#### Extrait du texte
################
La Voie sacrée ou Voie sacrée nationale est
une route stratégique historique qui relie Bar-le-Duc à Verdun, numérotée
RD1916. Elle fut l'artère principale de la bataille de Verdun. Désignée
simplement comme la route, la
départementale reliant Bar-le-Duc à Verdun était l'artère logistique vitale
de la place de Verdun. Ce n'est qu'après la guerre qu'elle fut baptisée la «
Voie sacrée » par l'écrivain Maurice Barrès, en référence à l'antique Via Sacra
romaine menant au triomphe.
Cette voie dut être entretenue en permanence, car les
camions de transport de matériel et de troupes y défilèrent sans arrêt au
rythme d'un véhicule toutes les quatorze
secondes en moyenne. Durant l'été 1916, 90 000 hommes et 50 000 tonnes de
munitions, de ravitaillement et de matériel l'empruntaient chaque semaine pour
alimenter la fournaise de Verdun. Si un véhicule tombait en panne, il était
immédiatement poussé dans le fossé pour ne pas gêner la circulation. Des
carrières étaient creusées tout le long de la route et des soldats jetaient en
permanence des cailloux sous les roues des camions pour boucher les ornières.
Plusieurs escadrilles
de chasseurs, parmi les meilleures que comptait l'aviation française,
étaient chargées de sa protection contre les attaques aériennes ennemies, à l'exclusion
de toute autre mission.
Cette route était vitale pour la bataille. Le capitaine Doumenc, concepteur du système
de la noria, l'avait d'emblée compris, ainsi que le général Pétain, qui l'a
utilisée pour organiser la noria des troupes. Tous les régiments de l’armée
française sont venus combattre à Verdun. Philippe Pétain avait voulu une
rotation rapide des régiments au front pour toujours opposer aux Allemands des
troupes les plus fraîches possibles. Cette route était d'autant plus importante
que pratiquement toutes les voies ferrées du secteur étaient aux mains des
Allemands, ou sous le feu permanent de leur artillerie.
L'historiographie traditionnelle française de la Première Guerre mondiale a suscité un
ensemble de mythologies nationales, comme celle de la bataille de Verdun et de la Voie sacrée mais a oublié que cette
voie n’était qu’un cas parmi d’autres. De nos jours, elle est matérialisée par
des bornes casquées portant l'inscription N VS (Nationale Voie sacrée).
################
#### Matériel source
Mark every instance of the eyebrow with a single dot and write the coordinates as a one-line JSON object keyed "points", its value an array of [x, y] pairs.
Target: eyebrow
################
#### Consigne écrite
Recopiez le passage du texte sur la Voie sacrée qui commence aux mots « La Voie sacrée ou » et s'arrête après les mots « menant au triomphe. ». Ce matériel forme un ensemble distinct du texte sur la Voie sacrée.

#### Réponse à la consigne
La Voie sacrée ou Voie sacrée nationale est
une route stratégique historique qui relie Bar-le-Duc à Verdun, numérotée
RD1916. Elle fut l'artère principale de la bataille de Verdun. Désignée
simplement comme la route, la
départementale reliant Bar-le-Duc à Verdun était l'artère logistique vitale
de la place de Verdun. Ce n'est qu'après la guerre qu'elle fut baptisée la «
Voie sacrée » par l'écrivain Maurice Barrès, en référence à l'antique Via Sacra
romaine menant au triomphe.